Work to complete:
Render the lines below as a JSON list of strings, one string per line, with blank lines left out. Leave the pictures out of the list.

Data for processing:
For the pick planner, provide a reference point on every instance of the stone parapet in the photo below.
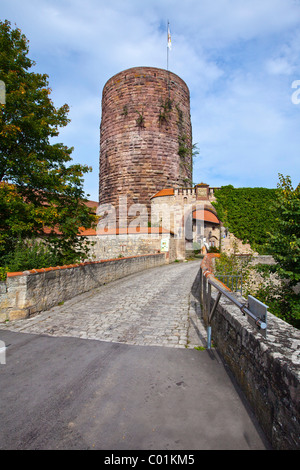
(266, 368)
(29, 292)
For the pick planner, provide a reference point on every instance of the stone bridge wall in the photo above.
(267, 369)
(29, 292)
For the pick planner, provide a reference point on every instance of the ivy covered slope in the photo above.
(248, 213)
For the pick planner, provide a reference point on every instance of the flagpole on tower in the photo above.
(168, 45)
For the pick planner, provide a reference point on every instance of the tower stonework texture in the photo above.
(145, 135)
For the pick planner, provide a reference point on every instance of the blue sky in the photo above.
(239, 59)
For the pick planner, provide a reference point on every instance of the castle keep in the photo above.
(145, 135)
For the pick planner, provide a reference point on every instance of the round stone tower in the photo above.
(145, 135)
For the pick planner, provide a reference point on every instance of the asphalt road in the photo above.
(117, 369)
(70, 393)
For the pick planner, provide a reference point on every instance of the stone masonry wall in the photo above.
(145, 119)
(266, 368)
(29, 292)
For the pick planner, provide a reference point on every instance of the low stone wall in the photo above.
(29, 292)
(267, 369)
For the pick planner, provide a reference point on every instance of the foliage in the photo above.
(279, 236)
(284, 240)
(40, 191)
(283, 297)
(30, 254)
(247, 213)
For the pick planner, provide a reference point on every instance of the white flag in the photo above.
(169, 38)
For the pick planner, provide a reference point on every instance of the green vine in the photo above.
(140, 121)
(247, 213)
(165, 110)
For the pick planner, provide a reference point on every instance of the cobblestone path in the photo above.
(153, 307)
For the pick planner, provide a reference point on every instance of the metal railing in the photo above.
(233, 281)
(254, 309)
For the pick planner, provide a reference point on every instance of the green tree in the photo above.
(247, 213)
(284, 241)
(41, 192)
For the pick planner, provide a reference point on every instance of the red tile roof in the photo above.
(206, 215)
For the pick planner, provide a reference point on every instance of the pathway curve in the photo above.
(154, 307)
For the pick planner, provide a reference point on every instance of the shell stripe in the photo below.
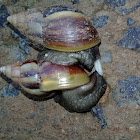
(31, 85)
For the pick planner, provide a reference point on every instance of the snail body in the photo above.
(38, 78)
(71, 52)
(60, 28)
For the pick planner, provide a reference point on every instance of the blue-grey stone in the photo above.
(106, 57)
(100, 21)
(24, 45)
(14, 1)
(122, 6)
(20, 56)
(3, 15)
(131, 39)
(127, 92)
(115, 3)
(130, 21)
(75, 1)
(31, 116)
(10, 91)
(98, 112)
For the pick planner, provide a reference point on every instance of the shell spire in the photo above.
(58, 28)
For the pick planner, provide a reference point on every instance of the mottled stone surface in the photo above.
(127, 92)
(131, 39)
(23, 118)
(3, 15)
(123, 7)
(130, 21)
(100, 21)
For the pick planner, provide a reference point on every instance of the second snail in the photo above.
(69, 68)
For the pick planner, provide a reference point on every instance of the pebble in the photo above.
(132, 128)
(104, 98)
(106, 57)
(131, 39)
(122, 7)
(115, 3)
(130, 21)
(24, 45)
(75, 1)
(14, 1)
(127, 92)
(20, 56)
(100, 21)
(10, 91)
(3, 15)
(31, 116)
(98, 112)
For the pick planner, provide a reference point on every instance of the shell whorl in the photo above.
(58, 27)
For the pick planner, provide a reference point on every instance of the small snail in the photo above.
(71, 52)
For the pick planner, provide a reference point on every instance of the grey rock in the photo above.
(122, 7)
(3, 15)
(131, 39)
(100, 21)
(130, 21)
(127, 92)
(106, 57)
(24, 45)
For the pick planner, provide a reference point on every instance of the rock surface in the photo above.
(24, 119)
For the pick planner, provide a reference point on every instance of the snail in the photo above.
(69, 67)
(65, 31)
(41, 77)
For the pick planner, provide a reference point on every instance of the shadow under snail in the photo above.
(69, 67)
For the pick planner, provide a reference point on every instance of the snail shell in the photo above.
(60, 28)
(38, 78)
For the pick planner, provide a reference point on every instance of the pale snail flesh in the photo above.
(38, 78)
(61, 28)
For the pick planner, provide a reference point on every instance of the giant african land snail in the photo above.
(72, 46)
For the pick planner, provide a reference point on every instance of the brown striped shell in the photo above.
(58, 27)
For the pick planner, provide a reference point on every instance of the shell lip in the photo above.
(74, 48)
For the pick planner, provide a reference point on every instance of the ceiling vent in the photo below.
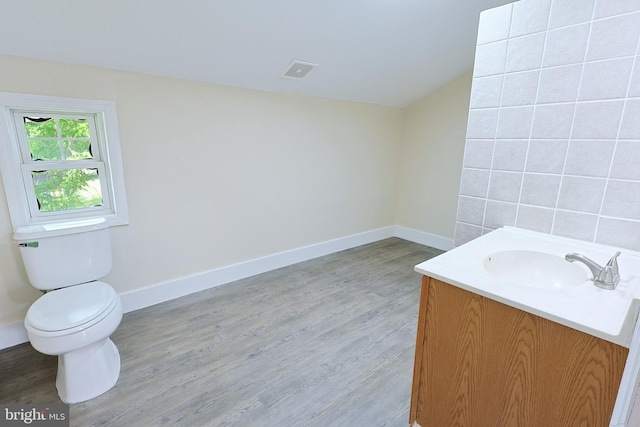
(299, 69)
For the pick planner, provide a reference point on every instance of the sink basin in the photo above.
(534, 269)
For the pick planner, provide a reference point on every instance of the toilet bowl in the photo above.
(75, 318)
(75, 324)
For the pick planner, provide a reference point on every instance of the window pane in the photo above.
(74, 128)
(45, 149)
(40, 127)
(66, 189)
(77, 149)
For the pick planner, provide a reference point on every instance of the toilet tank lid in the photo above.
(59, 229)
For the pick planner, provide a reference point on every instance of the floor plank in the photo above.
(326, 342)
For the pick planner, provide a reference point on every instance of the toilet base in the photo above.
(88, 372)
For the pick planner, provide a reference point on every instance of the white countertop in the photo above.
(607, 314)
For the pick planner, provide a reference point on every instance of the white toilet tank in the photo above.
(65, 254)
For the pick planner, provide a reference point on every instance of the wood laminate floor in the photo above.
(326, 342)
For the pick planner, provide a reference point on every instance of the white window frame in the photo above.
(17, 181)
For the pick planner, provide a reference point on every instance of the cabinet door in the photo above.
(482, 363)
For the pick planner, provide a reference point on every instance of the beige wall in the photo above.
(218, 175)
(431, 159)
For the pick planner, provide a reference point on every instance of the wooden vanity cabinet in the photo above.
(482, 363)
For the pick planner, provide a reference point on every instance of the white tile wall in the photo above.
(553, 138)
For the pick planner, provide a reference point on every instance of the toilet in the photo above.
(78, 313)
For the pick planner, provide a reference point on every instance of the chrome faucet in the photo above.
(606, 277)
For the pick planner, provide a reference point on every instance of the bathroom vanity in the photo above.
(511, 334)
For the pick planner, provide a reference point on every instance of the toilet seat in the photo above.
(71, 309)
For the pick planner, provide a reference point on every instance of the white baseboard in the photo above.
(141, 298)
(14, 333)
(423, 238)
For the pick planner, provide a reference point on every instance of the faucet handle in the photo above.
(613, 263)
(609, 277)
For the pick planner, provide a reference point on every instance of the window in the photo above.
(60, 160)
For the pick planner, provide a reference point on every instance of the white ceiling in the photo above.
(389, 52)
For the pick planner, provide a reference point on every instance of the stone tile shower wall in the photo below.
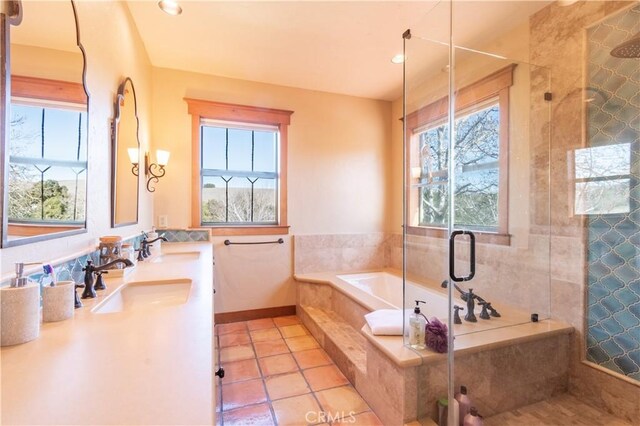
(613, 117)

Solution to this exercise:
[
  "For the pick planner, provide a reference point on every instance of the stone parapet in the photo below.",
  "(266, 368)",
  "(29, 292)",
  "For the pick planner, provide a reference point on every instance of the stone bridge wall in the photo above.",
  "(267, 369)",
  "(29, 292)",
  "For the pick planner, provide a reference point on every instance of the ivy covered slope in the photo above.",
  "(248, 213)",
  "For the pick planner, provide a reference point on every instance of the flagpole on tower in the photo above.",
  "(168, 45)",
  "For the pick planner, provide a reference point on every instance of the tower stonework texture in the photo above.",
  "(145, 135)",
  "For the pick planner, provide a reference point on every instance of the blue sky in the photo above.",
  "(239, 59)",
  "For the pick planner, provide a reference point on every instance of the castle keep in the photo above.",
  "(145, 135)",
  "For the pick planner, provide a reference point on every instance of the round stone tower in the photo above.",
  "(145, 135)",
  "For the pick planner, provide a reference point on every instance of the asphalt road in the photo above.",
  "(117, 369)",
  "(70, 393)",
  "For the pick planner, provide a reference point on every instance of the stone masonry wall in the photo above.",
  "(145, 119)",
  "(266, 368)",
  "(29, 292)",
  "For the pick planner, provide a reference point on every instance of the low stone wall in the photo above.",
  "(29, 292)",
  "(267, 369)",
  "For the pick planner, provide a reference point on every instance of the foliage in the photo above.",
  "(279, 236)",
  "(284, 240)",
  "(40, 191)",
  "(283, 297)",
  "(30, 254)",
  "(247, 213)",
  "For the pick planner, provide a reference point on every instance of the white flag in the photo above.",
  "(169, 38)",
  "For the pick planner, provide a reference point on every instance of the green vine in the photo above.",
  "(140, 121)",
  "(247, 213)",
  "(165, 110)",
  "For the pick planner, provide a reference point on every instance of the cobblestone path in the photo above.",
  "(153, 307)",
  "For the pick planner, provide a reference point on every instance of the metal railing in the photo above.",
  "(233, 281)",
  "(254, 309)",
  "For the pick planner, provide a reference point on every instance of the green tree in the photo above.",
  "(247, 213)",
  "(284, 241)",
  "(41, 192)",
  "For the pick planner, provide a reference point on every instance of the red tile roof in the photo above.",
  "(206, 215)",
  "For the pick planner, provide a reference point on every instance of the pathway curve in the photo above.",
  "(154, 307)",
  "For the pick planner, provide a reference point on every instance of the shell stripe in the photo below.",
  "(31, 85)",
  "For the pick planner, provide a reference point on every instance of the snail body in the photo above.",
  "(38, 78)",
  "(71, 52)",
  "(60, 28)",
  "For the pick planner, provide a reference point on every instance of the blue-grey stone in the photo above.",
  "(106, 57)",
  "(100, 21)",
  "(24, 45)",
  "(14, 1)",
  "(122, 6)",
  "(20, 56)",
  "(3, 15)",
  "(131, 39)",
  "(127, 92)",
  "(115, 3)",
  "(130, 21)",
  "(75, 1)",
  "(31, 116)",
  "(10, 91)",
  "(98, 112)",
  "For the pick planner, provide a reference point on every instance of the shell spire in the photo above.",
  "(58, 28)",
  "For the pick planner, provide a reference point on every instance of the mottled stone surface in the photo above.",
  "(127, 92)",
  "(131, 39)",
  "(23, 118)",
  "(3, 15)",
  "(123, 7)",
  "(130, 21)",
  "(100, 21)",
  "For the pick planner, provide a reference point on every instance of the second snail in the photo above.",
  "(69, 68)",
  "For the pick planner, provide a reference point on every instance of the pebble in the photo above.",
  "(132, 128)",
  "(104, 98)",
  "(106, 57)",
  "(131, 39)",
  "(122, 7)",
  "(115, 3)",
  "(130, 21)",
  "(24, 45)",
  "(75, 1)",
  "(14, 1)",
  "(127, 92)",
  "(20, 56)",
  "(100, 21)",
  "(10, 91)",
  "(3, 15)",
  "(31, 116)",
  "(98, 112)",
  "For the pick planner, provide a reference point on every instance of the shell whorl in the photo above.",
  "(58, 27)",
  "For the pick planner, provide a reference point on every instance of the small snail in the photo above.",
  "(71, 52)",
  "For the pick planner, provide a reference point on every instance of the grey rock in the photo above.",
  "(122, 7)",
  "(3, 15)",
  "(131, 39)",
  "(100, 21)",
  "(130, 21)",
  "(127, 92)",
  "(106, 57)",
  "(24, 45)",
  "For the pick planner, provide a reference point on every instance of the rock surface in the photo above.",
  "(24, 119)",
  "For the pick planner, provide a reference point on every instance of the snail in the photo above.",
  "(69, 67)",
  "(65, 31)",
  "(41, 77)",
  "For the pick planner, provide a reference point on every instance of the shadow under snail in the photo above.",
  "(69, 67)",
  "For the pick planner, provide a reference point on every instance of the snail shell in the photo above.",
  "(60, 28)",
  "(38, 78)",
  "For the pick planner, provide a reference point on every instance of the pale snail flesh in the photo above.",
  "(38, 78)",
  "(61, 28)",
  "For the pick planner, provide a reference point on every instance of the giant african land snail in the photo above.",
  "(72, 46)",
  "For the pick planner, provide a reference point on every instance of the brown striped shell in the photo above.",
  "(58, 27)",
  "For the pick planner, provide a reference point on every instance of the shell lip in the photo above.",
  "(74, 48)",
  "For the pick planner, provide a reference point on every instance of the ceiling vent in the photo below.",
  "(299, 69)",
  "For the pick planner, provide a reference point on every instance of the sink basin in the photo above.",
  "(534, 269)",
  "For the pick planner, provide a reference point on every instance of the toilet bowl in the photo above.",
  "(75, 318)",
  "(75, 324)",
  "For the pick planner, provide a reference point on every instance of the window pane in the photo above.",
  "(74, 128)",
  "(45, 149)",
  "(40, 127)",
  "(66, 189)",
  "(77, 149)",
  "For the pick planner, provide a reference point on every instance of the toilet tank lid in the photo above.",
  "(59, 229)",
  "For the pick planner, provide a reference point on every instance of the floor plank in the photo above.",
  "(326, 342)",
  "For the pick planner, provide a reference point on every instance of the toilet base in the photo above.",
  "(88, 372)",
  "For the pick planner, provide a reference point on every instance of the white countertop in the photo above.",
  "(607, 314)",
  "For the pick planner, provide a reference point on every instance of the white toilet tank in the photo above.",
  "(65, 254)",
  "For the pick planner, provide a reference point on every instance of the wood laminate floor in the photo above.",
  "(326, 342)",
  "For the pick planner, provide a reference point on every instance of the white window frame in the photo above.",
  "(17, 181)",
  "For the pick planner, provide a reference point on every instance of the cabinet door in the photo above.",
  "(482, 363)",
  "For the pick planner, provide a reference point on every instance of the beige wall in the photo above.",
  "(218, 175)",
  "(431, 159)",
  "For the pick planner, provide a reference point on every instance of the wooden vanity cabinet in the photo above.",
  "(482, 363)",
  "For the pick planner, provide a reference point on every instance of the white tile wall in the photo above.",
  "(553, 138)",
  "For the pick planner, provide a reference point on every instance of the toilet in the photo above.",
  "(78, 313)",
  "For the pick planner, provide a reference point on every instance of the chrome faucet in the photo above.",
  "(606, 277)",
  "For the pick planner, provide a reference point on every instance of the bathroom vanity in the photo above.",
  "(511, 334)",
  "For the pick planner, provide a reference point on every instance of the toilet seat in the photo above.",
  "(71, 309)",
  "For the pick planner, provide a reference point on every instance of the white baseboard in the photo above.",
  "(141, 298)",
  "(14, 333)",
  "(423, 238)",
  "For the pick planner, provide a reference point on every instance of the faucet handle in the photo above.",
  "(613, 263)",
  "(609, 277)",
  "For the pick planner, provide a reference point on every instance of the window in the photo above.",
  "(60, 160)",
  "For the pick planner, provide a reference point on every instance of the white ceiling in the photo above.",
  "(389, 52)",
  "For the pick planner, provide a reference point on every instance of the stone tile shower wall in the photo below.",
  "(613, 117)"
]